--- Work required ---
Set down the material again line for line, from the start through the line containing "M257 385L256 383L244", and leave the pictures out.

--- Data supplied ---
☆ ☆ ☆ ☆
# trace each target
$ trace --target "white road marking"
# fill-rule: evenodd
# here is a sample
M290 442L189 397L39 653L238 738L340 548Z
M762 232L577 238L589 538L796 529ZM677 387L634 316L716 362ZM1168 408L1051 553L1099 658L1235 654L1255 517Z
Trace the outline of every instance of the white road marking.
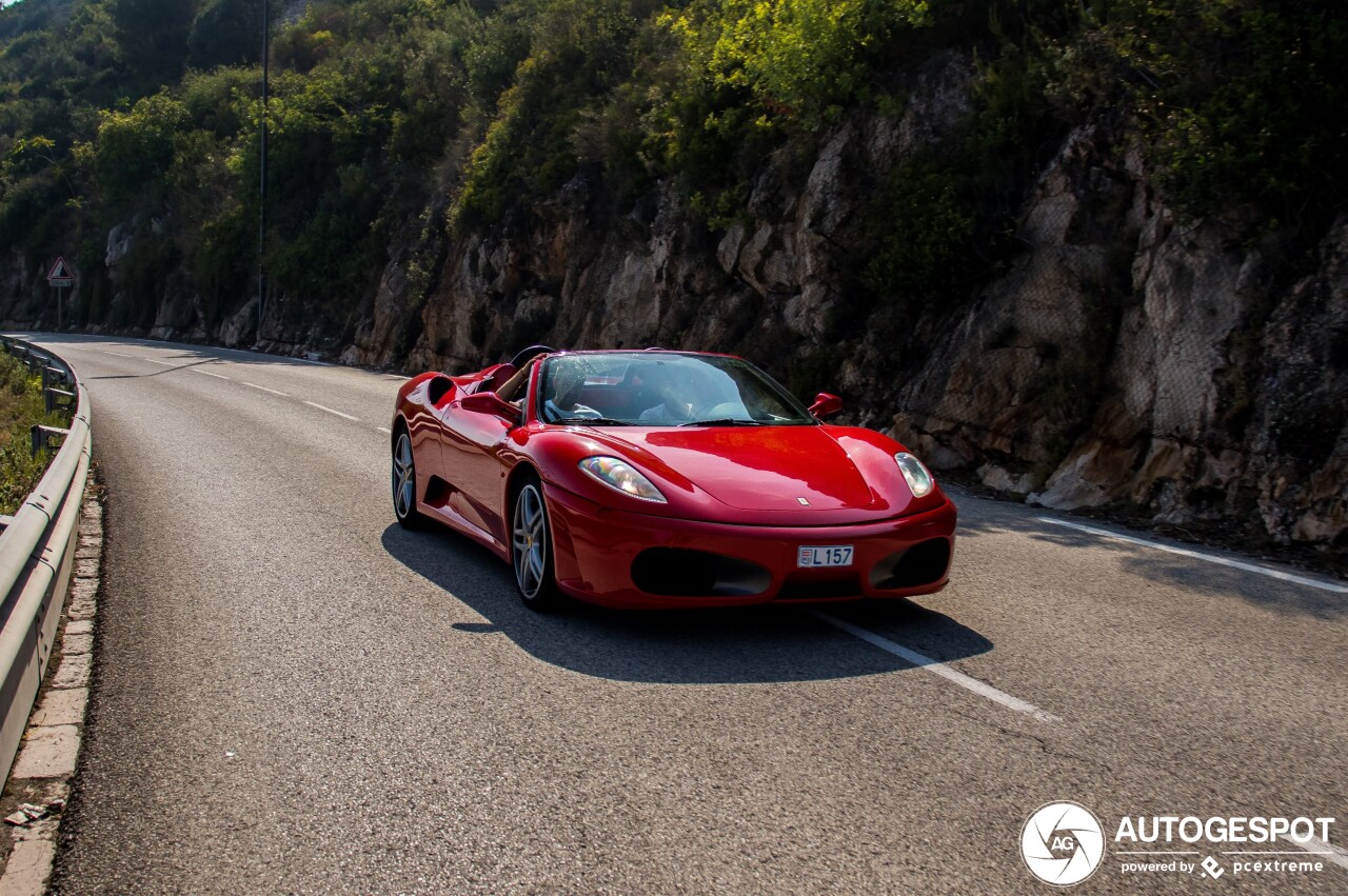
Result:
M257 385L256 383L244 383L244 385L251 385L255 389L262 389L263 392L271 392L272 395L279 395L282 397L290 397L290 392L280 392L278 389L268 389L266 385Z
M880 637L875 632L868 632L864 628L860 628L857 625L852 625L851 622L844 622L842 620L837 618L836 616L829 616L828 613L824 613L821 610L810 610L810 614L814 616L816 618L824 620L825 622L828 622L829 625L832 625L834 628L842 629L848 635L853 635L856 637L860 637L867 644L872 644L874 647L879 647L882 651L886 651L887 653L894 653L899 659L902 659L905 662L909 662L909 663L913 663L918 668L925 668L926 671L929 671L929 672L931 672L934 675L940 675L941 678L944 678L945 680L950 682L952 684L958 684L964 690L972 691L972 693L977 694L979 697L984 697L984 698L992 701L993 703L999 703L999 705L1002 705L1002 706L1004 706L1004 707L1007 707L1010 710L1015 710L1016 713L1024 713L1026 715L1033 715L1037 719L1039 719L1041 722L1061 722L1062 721L1061 718L1058 718L1053 713L1042 710L1038 706L1035 706L1034 703L1027 703L1026 701L1020 699L1019 697L1011 697L1006 691L999 691L998 689L992 687L987 682L980 682L976 678L969 678L964 672L957 672L956 670L950 668L945 663L938 663L937 660L931 659L930 656L927 656L925 653L918 653L917 651L910 651L909 648L903 647L902 644L895 644L894 641L891 641L887 637Z
M1216 556L1213 554L1190 551L1184 547L1171 547L1170 544L1148 542L1146 539L1134 538L1131 535L1120 535L1119 532L1111 532L1108 530L1097 530L1093 525L1080 525L1077 523L1068 523L1066 520L1055 520L1047 516L1037 516L1035 519L1039 520L1041 523L1047 523L1050 525L1061 525L1062 528L1077 530L1078 532L1089 532L1091 535L1099 535L1100 538L1112 539L1115 542L1126 542L1128 544L1140 544L1142 547L1153 547L1158 551L1165 551L1167 554L1178 554L1180 556L1189 556L1196 561L1206 561L1209 563L1217 563L1219 566L1229 566L1232 569L1244 570L1247 573L1258 573L1259 575L1267 575L1268 578L1282 579L1283 582L1295 582L1297 585L1318 587L1322 591L1348 594L1348 585L1336 585L1335 582L1325 582L1322 579L1306 578L1305 575L1293 575L1291 573L1283 573L1282 570L1271 570L1266 566L1256 566L1254 563L1242 563L1240 561L1232 561L1225 556Z
M348 420L357 420L357 422L360 420L359 416L352 416L350 414L342 414L341 411L334 411L330 407L324 407L322 404L318 404L317 402L305 402L305 404L307 404L309 407L315 407L319 411L328 411L329 414L336 414L337 416L344 416Z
☆ ☆ ☆ ☆
--- Answer to the problem ---
# trace each target
$ trace --target "white road marking"
# fill-rule: evenodd
# here is a sample
M290 442L189 397L39 653L238 738L340 548Z
M762 232L577 238L589 538L796 529ZM677 387L634 316L716 362ZM1168 408L1051 553L1099 658L1235 654L1255 517Z
Trace the outline of every instance of the white road marking.
Result:
M257 385L256 383L244 383L244 385L251 385L255 389L262 389L263 392L271 392L272 395L279 395L282 397L290 397L290 392L280 392L278 389L268 389L266 385Z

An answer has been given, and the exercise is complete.